* _Extracted information_:
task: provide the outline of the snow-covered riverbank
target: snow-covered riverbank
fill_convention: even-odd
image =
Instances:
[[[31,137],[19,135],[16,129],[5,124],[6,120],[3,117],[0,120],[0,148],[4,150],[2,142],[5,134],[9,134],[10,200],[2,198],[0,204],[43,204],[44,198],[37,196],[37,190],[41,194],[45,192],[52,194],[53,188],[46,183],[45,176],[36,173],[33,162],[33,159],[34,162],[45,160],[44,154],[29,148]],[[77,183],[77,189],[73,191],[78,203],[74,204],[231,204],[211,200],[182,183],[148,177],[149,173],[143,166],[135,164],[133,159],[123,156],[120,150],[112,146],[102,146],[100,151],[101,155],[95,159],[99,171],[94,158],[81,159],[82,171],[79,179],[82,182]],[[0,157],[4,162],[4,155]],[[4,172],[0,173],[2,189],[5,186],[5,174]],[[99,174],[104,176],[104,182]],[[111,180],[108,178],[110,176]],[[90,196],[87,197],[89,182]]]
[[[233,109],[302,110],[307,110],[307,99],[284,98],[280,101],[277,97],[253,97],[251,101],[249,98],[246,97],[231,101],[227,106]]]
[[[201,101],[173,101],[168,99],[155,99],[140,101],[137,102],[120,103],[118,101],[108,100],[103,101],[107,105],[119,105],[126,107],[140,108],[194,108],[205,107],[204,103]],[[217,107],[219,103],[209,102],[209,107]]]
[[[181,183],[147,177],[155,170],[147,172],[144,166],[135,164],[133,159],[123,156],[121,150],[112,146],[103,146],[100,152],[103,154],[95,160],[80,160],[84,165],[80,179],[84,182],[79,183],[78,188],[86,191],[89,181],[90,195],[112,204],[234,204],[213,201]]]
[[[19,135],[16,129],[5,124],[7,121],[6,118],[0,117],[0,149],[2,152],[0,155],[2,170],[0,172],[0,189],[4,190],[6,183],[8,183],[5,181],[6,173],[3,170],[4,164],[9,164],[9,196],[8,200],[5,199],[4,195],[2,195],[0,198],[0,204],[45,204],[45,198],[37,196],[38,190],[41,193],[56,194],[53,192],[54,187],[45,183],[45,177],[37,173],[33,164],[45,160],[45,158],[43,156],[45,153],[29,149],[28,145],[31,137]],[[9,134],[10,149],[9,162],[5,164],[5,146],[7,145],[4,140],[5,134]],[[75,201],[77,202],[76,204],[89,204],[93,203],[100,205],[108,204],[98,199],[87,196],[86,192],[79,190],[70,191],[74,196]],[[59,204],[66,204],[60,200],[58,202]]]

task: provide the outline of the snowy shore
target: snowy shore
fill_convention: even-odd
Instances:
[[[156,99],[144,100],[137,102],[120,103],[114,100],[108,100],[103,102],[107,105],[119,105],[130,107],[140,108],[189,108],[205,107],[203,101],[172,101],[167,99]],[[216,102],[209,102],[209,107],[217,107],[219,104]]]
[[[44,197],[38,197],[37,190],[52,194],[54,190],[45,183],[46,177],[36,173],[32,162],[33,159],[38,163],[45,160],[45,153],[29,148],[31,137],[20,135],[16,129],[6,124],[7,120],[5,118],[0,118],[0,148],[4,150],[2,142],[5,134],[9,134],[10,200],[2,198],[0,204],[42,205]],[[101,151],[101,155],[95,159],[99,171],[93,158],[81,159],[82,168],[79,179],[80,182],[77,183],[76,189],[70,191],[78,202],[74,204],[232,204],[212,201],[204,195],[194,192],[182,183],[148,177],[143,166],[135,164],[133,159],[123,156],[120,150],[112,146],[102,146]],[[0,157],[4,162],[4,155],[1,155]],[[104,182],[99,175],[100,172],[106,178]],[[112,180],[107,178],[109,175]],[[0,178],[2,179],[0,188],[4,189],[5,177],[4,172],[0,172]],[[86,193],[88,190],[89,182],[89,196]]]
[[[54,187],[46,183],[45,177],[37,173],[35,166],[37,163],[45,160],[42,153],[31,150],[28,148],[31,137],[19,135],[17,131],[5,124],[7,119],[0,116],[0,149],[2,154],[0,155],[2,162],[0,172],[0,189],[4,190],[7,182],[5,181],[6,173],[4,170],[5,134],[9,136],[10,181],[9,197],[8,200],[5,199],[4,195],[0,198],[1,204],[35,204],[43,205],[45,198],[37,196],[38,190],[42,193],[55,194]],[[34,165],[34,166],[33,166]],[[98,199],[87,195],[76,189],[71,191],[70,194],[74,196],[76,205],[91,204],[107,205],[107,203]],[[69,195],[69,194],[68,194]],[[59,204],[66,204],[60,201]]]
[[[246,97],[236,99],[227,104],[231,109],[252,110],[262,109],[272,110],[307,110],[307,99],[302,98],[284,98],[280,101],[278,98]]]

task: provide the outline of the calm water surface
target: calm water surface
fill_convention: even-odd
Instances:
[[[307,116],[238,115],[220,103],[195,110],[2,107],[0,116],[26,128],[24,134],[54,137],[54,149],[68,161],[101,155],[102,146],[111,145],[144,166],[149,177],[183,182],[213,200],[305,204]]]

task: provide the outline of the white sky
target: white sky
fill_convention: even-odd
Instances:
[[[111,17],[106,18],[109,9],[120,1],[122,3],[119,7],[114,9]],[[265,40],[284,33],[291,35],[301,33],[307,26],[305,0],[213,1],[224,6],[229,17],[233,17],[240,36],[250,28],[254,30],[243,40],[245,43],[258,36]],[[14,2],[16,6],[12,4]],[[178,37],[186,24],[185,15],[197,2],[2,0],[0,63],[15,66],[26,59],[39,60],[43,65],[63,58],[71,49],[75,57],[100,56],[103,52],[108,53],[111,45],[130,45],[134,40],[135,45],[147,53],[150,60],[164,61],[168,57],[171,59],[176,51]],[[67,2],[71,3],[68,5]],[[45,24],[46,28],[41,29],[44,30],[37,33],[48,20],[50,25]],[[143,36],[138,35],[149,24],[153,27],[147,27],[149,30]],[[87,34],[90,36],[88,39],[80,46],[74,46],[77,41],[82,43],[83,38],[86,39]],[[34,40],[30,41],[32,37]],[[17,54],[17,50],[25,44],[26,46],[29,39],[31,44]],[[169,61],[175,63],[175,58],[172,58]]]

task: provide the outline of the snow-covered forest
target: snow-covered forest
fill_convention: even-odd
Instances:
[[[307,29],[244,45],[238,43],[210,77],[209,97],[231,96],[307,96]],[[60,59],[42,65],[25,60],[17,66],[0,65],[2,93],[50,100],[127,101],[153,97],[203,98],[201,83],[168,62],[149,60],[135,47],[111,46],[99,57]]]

* _Work required_: Turn every line of the entries above into a numbered list, omitting the blank lines.

* _Response to this task_:
1. task: provide the outline of the snow-covered riverbank
2. target: snow-covered riverbank
3. fill_convention: even-odd
4. image =
5. Instances:
6. [[[31,137],[19,135],[16,129],[5,124],[6,120],[3,117],[0,120],[0,148],[4,150],[2,142],[5,134],[9,134],[10,200],[2,198],[0,204],[43,204],[44,198],[37,196],[37,190],[41,194],[45,192],[52,194],[53,188],[46,183],[45,176],[36,173],[33,162],[33,159],[34,162],[45,160],[44,154],[29,148]],[[77,183],[77,189],[73,191],[78,203],[74,204],[231,204],[211,200],[182,183],[148,177],[149,173],[143,166],[135,164],[133,159],[123,156],[120,150],[112,146],[102,146],[100,151],[101,155],[95,159],[99,171],[94,158],[81,159],[82,171],[79,179],[82,182]],[[0,157],[4,162],[4,155]],[[4,172],[0,173],[2,189],[5,186],[5,174]],[[99,174],[104,176],[104,182]],[[111,180],[108,178],[110,176]],[[90,196],[87,197],[89,182]]]
7. [[[233,109],[302,110],[307,110],[307,99],[284,98],[280,101],[277,97],[253,97],[251,101],[249,98],[246,97],[231,101],[227,106]]]
8. [[[201,101],[173,101],[168,99],[155,99],[140,101],[137,102],[120,103],[118,101],[108,100],[103,101],[107,105],[119,105],[126,107],[140,108],[194,108],[205,107],[204,103]],[[217,107],[219,103],[209,102],[209,107]]]
9. [[[181,183],[147,177],[155,170],[147,172],[144,166],[135,164],[133,159],[123,156],[121,150],[112,146],[103,146],[100,152],[103,154],[95,160],[80,160],[84,165],[80,179],[84,182],[79,183],[78,188],[86,191],[89,181],[90,195],[112,204],[234,204],[213,201]]]
10. [[[19,135],[16,129],[5,124],[7,121],[6,118],[0,117],[0,149],[2,152],[0,155],[2,170],[0,172],[0,189],[4,190],[6,183],[8,183],[5,181],[6,173],[3,170],[4,164],[9,164],[9,196],[8,200],[5,199],[4,195],[2,195],[0,198],[0,204],[45,204],[45,198],[37,196],[38,190],[41,193],[56,194],[53,192],[54,187],[45,183],[45,177],[37,173],[33,164],[45,160],[45,158],[43,156],[45,153],[29,149],[28,145],[31,137]],[[9,134],[10,149],[9,162],[5,164],[5,146],[7,145],[4,140],[5,134]],[[75,201],[77,202],[76,204],[89,204],[93,203],[100,205],[108,204],[98,199],[87,196],[86,192],[79,190],[70,191],[74,196]],[[59,204],[66,204],[60,200],[58,202]]]
11. task: provide the outline of the snowy shore
12. target: snowy shore
13. fill_convention: even-odd
14. Instances:
15. [[[156,99],[144,100],[137,102],[120,103],[114,100],[108,100],[103,102],[107,105],[119,105],[130,107],[140,108],[189,108],[205,107],[203,101],[172,101],[167,99]],[[216,102],[209,102],[209,107],[217,107],[219,104]]]
16. [[[44,197],[38,197],[37,190],[52,194],[54,190],[45,183],[46,177],[36,173],[32,162],[33,159],[38,163],[45,160],[45,153],[29,148],[31,137],[20,135],[16,129],[6,124],[7,120],[5,118],[0,118],[0,148],[4,150],[2,142],[5,134],[9,134],[10,200],[2,198],[0,204],[42,205]],[[101,151],[101,155],[95,159],[99,171],[93,158],[81,159],[82,168],[79,179],[80,182],[77,183],[76,189],[70,191],[78,202],[74,204],[232,204],[212,201],[204,195],[194,192],[182,183],[148,177],[143,166],[135,164],[133,159],[123,156],[120,150],[112,146],[102,146]],[[0,157],[4,162],[4,155],[1,155]],[[104,182],[99,175],[100,172],[106,178]],[[112,180],[107,178],[109,175]],[[0,178],[2,179],[0,188],[4,189],[5,177],[4,172],[0,172]],[[86,193],[88,190],[89,182],[89,196]]]
17. [[[54,187],[46,183],[45,177],[37,173],[35,166],[37,163],[45,160],[42,153],[31,150],[28,148],[31,137],[19,135],[17,131],[5,124],[7,119],[0,116],[0,149],[2,154],[0,155],[2,162],[0,172],[0,189],[4,190],[7,182],[5,181],[6,173],[4,170],[5,134],[9,136],[10,181],[9,197],[8,200],[5,199],[4,195],[0,198],[1,204],[35,204],[43,205],[45,198],[37,196],[38,190],[42,193],[55,194]],[[34,165],[34,166],[33,166]],[[98,199],[87,195],[76,189],[71,191],[70,194],[74,196],[76,205],[91,204],[107,205],[107,203]],[[69,195],[69,194],[68,194]],[[59,204],[66,204],[60,201]]]
18. [[[246,97],[236,99],[227,104],[231,109],[252,110],[262,109],[272,110],[307,110],[307,99],[302,98],[284,98],[280,101],[278,98]]]
19. task: provide the outline of the calm water surface
20. target: calm water surface
21. fill_convention: even-odd
22. Instances:
23. [[[307,116],[238,115],[220,103],[195,110],[2,107],[0,116],[26,128],[24,134],[54,137],[54,149],[68,161],[101,155],[102,146],[111,145],[144,166],[149,177],[183,182],[213,200],[305,204]]]
24. task: provide the outline of the white sky
25. target: white sky
26. fill_convention: even-odd
27. Instances:
28. [[[111,17],[106,18],[109,9],[120,1],[122,3],[119,7],[114,9]],[[265,40],[284,33],[291,35],[301,33],[307,26],[305,0],[213,1],[224,6],[229,17],[233,17],[240,36],[250,28],[254,30],[243,40],[245,43],[258,36]],[[14,2],[16,6],[12,4]],[[178,37],[186,24],[185,15],[197,2],[2,0],[0,63],[15,66],[26,59],[39,60],[43,65],[63,58],[71,49],[75,57],[100,56],[103,52],[108,53],[111,45],[130,45],[134,40],[135,45],[147,53],[150,60],[164,61],[168,57],[171,59],[176,51]],[[67,2],[71,3],[68,5]],[[45,24],[46,28],[41,29],[44,30],[37,33],[48,20],[50,25]],[[143,36],[138,35],[149,24],[153,27],[147,27],[149,30]],[[87,34],[90,36],[88,39],[80,46],[74,46],[77,41],[82,43],[83,38],[86,39]],[[34,40],[30,41],[32,37]],[[17,54],[17,50],[25,44],[26,46],[29,39],[31,44]],[[169,61],[175,63],[175,58],[172,58]]]
29. task: provide the outline of the snow-covered forest
30. target: snow-covered forest
31. fill_convention: even-odd
32. Instances:
33. [[[307,29],[244,45],[238,43],[210,77],[209,97],[231,96],[307,96]],[[60,59],[42,65],[25,60],[17,66],[0,65],[2,93],[50,100],[127,101],[153,97],[203,98],[201,83],[168,62],[149,60],[135,47],[111,46],[99,57]]]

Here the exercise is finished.